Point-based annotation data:
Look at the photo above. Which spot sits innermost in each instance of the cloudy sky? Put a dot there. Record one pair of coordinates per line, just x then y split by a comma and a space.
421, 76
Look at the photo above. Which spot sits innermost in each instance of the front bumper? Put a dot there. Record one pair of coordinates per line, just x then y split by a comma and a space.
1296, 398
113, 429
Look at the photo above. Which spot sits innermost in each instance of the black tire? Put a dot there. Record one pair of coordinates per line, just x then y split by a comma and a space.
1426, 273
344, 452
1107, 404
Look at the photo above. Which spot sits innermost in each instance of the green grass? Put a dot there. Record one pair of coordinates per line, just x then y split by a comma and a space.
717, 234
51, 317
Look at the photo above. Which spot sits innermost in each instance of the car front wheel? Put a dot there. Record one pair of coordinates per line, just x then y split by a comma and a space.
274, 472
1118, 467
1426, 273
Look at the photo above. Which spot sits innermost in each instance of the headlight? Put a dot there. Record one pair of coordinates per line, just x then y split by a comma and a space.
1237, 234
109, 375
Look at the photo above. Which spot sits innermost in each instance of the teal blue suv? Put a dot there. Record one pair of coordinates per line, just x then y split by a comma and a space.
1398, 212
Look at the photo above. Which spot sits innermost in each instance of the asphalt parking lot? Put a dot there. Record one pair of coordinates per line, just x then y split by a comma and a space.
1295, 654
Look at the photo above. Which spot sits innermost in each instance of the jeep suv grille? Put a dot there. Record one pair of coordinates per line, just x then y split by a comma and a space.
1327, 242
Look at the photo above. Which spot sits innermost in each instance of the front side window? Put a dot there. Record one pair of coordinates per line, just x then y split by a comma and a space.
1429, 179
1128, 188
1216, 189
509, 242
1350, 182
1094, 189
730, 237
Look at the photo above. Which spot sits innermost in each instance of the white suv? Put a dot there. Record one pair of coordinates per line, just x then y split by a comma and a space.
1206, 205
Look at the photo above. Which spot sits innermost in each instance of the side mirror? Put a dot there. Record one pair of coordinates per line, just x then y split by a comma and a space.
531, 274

# What the task requires
Please quote every record above exactly as it appears.

# The solution
Look at the photo above. Which spot sits innermost in each instance of the cloudy sky? Put a dot there. Record one pair of coordinates per line, just x then y split by a comma and a space.
421, 76
Look at the photo above. Which spot sits innermost in each instance of the front bumper? Put a dot there. Record one pair of coordinates per line, just x then y split by a comma and a space.
1296, 398
113, 429
Look at the photo above. Which spot sits innermost in each instance of the black tire? Put a dot there. Record one pair of coordinates per line, just x then y split by a comma and a space.
1426, 273
344, 452
1107, 404
Look at the photo above. Which spot sits innermost in each instance of the green grass? Put a dot there. Record one pair of coordinates per line, just x then y split by a comma and a space.
717, 234
51, 317
Look at the photo above. Which spot sits innermost in each instance of the car front wheel? Put a dot there. Record one pair of coordinates per line, just x then y split by a comma and a space.
274, 472
1118, 467
1426, 273
Look at the photo above. Which spot sits innermost in each instance of the headlight? Put a dot there. Record one pair of coordinates per line, just x then y split by a comma and a space.
1237, 234
109, 375
Look at the photo above. Which spot sits innermost in each instance of the teal blue suv? Put a dot there. Record one pair of coordinates per line, just x then y split by a comma and a space.
1398, 212
Look at the photo above. Which spot sits innermost in each instance of the asphalt parking lot? Put a dot there. Record one pair of coordinates per line, just x then y split by a comma and a space.
1295, 654
Look at the photo above. Which spot sits innermost in each instance of the jeep suv grille? Put a dot there. Record one pair of coordinates per line, just x then y split by a comma and a space.
1327, 242
Look at the photo above. Which spot sits innermost in each instance of the front side window? Put a dot there. Record one pair of coordinates per line, just x then y split by a comma and a space.
1429, 179
1128, 188
1216, 189
509, 242
1350, 182
1094, 189
730, 237
Look at the photo above. Which spot sits innermost in each instance of the white suv? Put a dot there. Record one pair of coordinates per line, just x then y split by a comma and a space.
1206, 205
Look at the photo above. Which spot sits innermost in each instance of the side mirror? Put a dot there. Record one pair of coordinates per line, just x then y split by a comma and a space.
531, 274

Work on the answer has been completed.